## Start SUPPLIED RECORDS

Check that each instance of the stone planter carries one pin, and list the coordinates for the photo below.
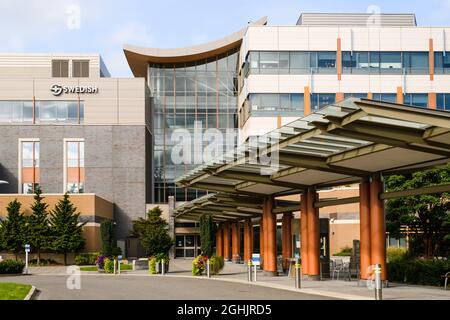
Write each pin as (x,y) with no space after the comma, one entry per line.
(159,267)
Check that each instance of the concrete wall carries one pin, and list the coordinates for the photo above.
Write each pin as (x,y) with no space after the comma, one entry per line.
(114,163)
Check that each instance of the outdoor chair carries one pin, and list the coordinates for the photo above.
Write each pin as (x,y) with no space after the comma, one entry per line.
(337,267)
(446,276)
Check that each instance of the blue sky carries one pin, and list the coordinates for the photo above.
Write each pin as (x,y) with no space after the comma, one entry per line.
(105,25)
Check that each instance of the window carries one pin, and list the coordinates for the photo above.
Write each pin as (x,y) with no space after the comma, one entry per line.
(29,166)
(416,99)
(415,62)
(355,95)
(268,62)
(319,100)
(267,104)
(16,111)
(441,63)
(80,68)
(60,68)
(443,101)
(387,97)
(74,166)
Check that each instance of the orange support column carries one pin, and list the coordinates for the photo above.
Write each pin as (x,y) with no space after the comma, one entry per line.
(235,242)
(364,229)
(431,59)
(432,100)
(226,241)
(306,101)
(248,240)
(286,242)
(270,231)
(261,240)
(377,226)
(399,99)
(304,233)
(219,241)
(313,236)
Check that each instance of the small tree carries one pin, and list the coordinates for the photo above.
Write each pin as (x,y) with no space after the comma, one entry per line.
(426,216)
(13,229)
(38,228)
(153,233)
(108,239)
(207,234)
(67,231)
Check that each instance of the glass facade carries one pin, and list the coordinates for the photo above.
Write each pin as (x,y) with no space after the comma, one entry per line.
(29,112)
(443,101)
(75,171)
(29,166)
(182,95)
(290,62)
(416,99)
(357,62)
(441,63)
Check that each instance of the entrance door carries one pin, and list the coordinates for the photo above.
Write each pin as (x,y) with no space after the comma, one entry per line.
(187,246)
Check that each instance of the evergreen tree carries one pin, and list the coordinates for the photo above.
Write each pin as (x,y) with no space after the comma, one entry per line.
(67,231)
(38,228)
(107,234)
(426,216)
(13,229)
(153,233)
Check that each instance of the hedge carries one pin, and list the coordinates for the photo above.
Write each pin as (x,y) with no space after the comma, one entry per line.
(11,267)
(406,269)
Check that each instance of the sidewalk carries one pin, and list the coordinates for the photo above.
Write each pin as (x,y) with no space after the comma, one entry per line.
(330,288)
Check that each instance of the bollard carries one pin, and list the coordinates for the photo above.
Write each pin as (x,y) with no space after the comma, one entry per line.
(378,285)
(298,284)
(163,267)
(249,270)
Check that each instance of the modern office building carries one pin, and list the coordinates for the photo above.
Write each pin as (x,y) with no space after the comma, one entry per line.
(271,75)
(67,126)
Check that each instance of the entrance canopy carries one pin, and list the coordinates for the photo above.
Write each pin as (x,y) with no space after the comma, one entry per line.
(338,145)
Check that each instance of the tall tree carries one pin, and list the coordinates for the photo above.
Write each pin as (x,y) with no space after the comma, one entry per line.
(67,231)
(207,234)
(153,233)
(13,229)
(427,217)
(38,228)
(108,239)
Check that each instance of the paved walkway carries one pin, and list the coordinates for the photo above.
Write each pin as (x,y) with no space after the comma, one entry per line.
(328,288)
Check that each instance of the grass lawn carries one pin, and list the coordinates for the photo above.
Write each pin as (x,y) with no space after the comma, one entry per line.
(13,291)
(123,267)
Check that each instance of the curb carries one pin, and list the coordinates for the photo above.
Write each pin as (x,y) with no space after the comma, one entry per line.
(31,293)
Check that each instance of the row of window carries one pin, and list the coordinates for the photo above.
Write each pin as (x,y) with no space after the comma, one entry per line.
(272,104)
(41,111)
(80,68)
(29,166)
(362,62)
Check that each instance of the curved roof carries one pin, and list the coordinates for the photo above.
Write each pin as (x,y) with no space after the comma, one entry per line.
(139,57)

## End SUPPLIED RECORDS

- _PROBLEM REQUIREMENTS_
Strip the images and reproduce the remaining records precisely.

- _EXERCISE ANSWER_
Check that each instance of the stone planter carries one pin, and list the coordinates for the photo below.
Write each pin as (x,y) with no space after the comma, one entry per line.
(159,267)
Check that each instance of the concrete wall carries one pin, and list the coordinates for the photo above.
Write each pin as (x,y) with no space after the comma, one entry per line.
(114,163)
Check that each instance of the outdoor chair carries one pin, and list the coordinates for the photo above.
Write each pin as (x,y) with no space after the comma, one entry per line.
(337,267)
(446,276)
Check that each instance of the blue sky carries one pin, and list the coordinates for the photo above.
Write each pin as (x,y) with no space after the comma, one entry per line.
(105,25)
Check that each instance of the window carries one pin, and list the coordinates for the photo above.
Write each pin as (x,y) with no space after the comma, one entry per line.
(29,166)
(416,99)
(415,62)
(355,95)
(268,62)
(319,100)
(267,104)
(16,111)
(441,63)
(80,68)
(60,68)
(443,101)
(387,97)
(74,166)
Check that each instance of the orange support column carries one pin, and list the coordinates for the photo above.
Write each pin as (x,y) with no space after the comma, one entry per line.
(235,242)
(364,229)
(431,59)
(432,100)
(226,241)
(306,101)
(248,240)
(286,242)
(270,231)
(261,240)
(377,226)
(399,99)
(304,233)
(219,241)
(313,236)
Check that each instance of the small tree carries one pin, and list the coordinates for the photo above.
Write each pin as (x,y) with no space after the comma, one entry per line.
(426,216)
(13,229)
(38,228)
(153,233)
(108,239)
(207,234)
(67,231)
Check that each instance of the glass facade carries one pin, and list the coordinates for the photo above.
Write each pin as (x,y) with no space after the comma, one entry per line.
(29,112)
(443,101)
(75,171)
(29,166)
(182,95)
(290,62)
(416,99)
(357,62)
(441,63)
Check that each instance of the entrance door carries one pin, and list the coordinates for the photo above.
Write each pin as (x,y) with no space after the comma, one entry per line.
(187,246)
Check that each instance of the evergreen tree carries one pin, and list the coordinates for the photo above.
Write each pin as (x,y) with no space after the comma, one entry per line.
(67,231)
(38,228)
(107,234)
(426,216)
(13,229)
(153,233)
Check that each instance of the hedge carries one pin, and list the coordinates for the photo above.
Write each pin as (x,y) with no space after the comma, one entry per line.
(11,267)
(406,269)
Check that each instance of the sidewalk carries one pin, and list the coordinates for the photo above.
Write each pin as (x,y) with no space after the comma, one entry per line.
(330,288)
Check that each instance of the bollard carries one pin, and list the coordinates for the photo above.
Write each pin as (x,y) with no space after the comma, one entry per line.
(378,285)
(298,284)
(163,267)
(249,270)
Check that each instance of the modern office building carries one pin, and list the coordinates for the photo above.
Write each pin as (x,y) with no space after the comma, one entry per line.
(271,75)
(67,126)
Check that each instance of the entrance canopy carries one pin, and list the coordinates for the photo above.
Write each pin as (x,y) with no space after the comma, one entry per line.
(338,145)
Check that each instance of the tall tree carries one pin, and list the coordinates for the photo above.
Write each pin as (x,y) with no space after the comma, one entry per line.
(67,231)
(207,234)
(153,233)
(13,229)
(427,217)
(38,228)
(108,239)
Check that each instance of the paved walkway carries one pin, and list the coordinates for the photo above.
Write each pin as (x,y) with no space after the comma, one entry per line.
(328,288)
Check that each instance of the grass lawn carries one pin, and list the coordinates for the photo above.
Write each pin as (x,y) with no space after the comma, one entry per line.
(13,291)
(123,267)
Check that each instance of the curb carries one pin, and list the coordinates for the photo above.
Write each pin as (x,y) with no space after the comma, one entry per line.
(31,293)
Check that each instance of the row of window carries one pin, and list the coordinates for the photo above.
Write each pin as (x,y) with no space after the comma, one entry per line.
(272,104)
(41,111)
(80,68)
(29,166)
(362,62)
Check that each instance of the curved roof carries one pin, and list the coordinates for the photo above.
Write each pin as (x,y) with no space after the comma, one entry per line.
(139,57)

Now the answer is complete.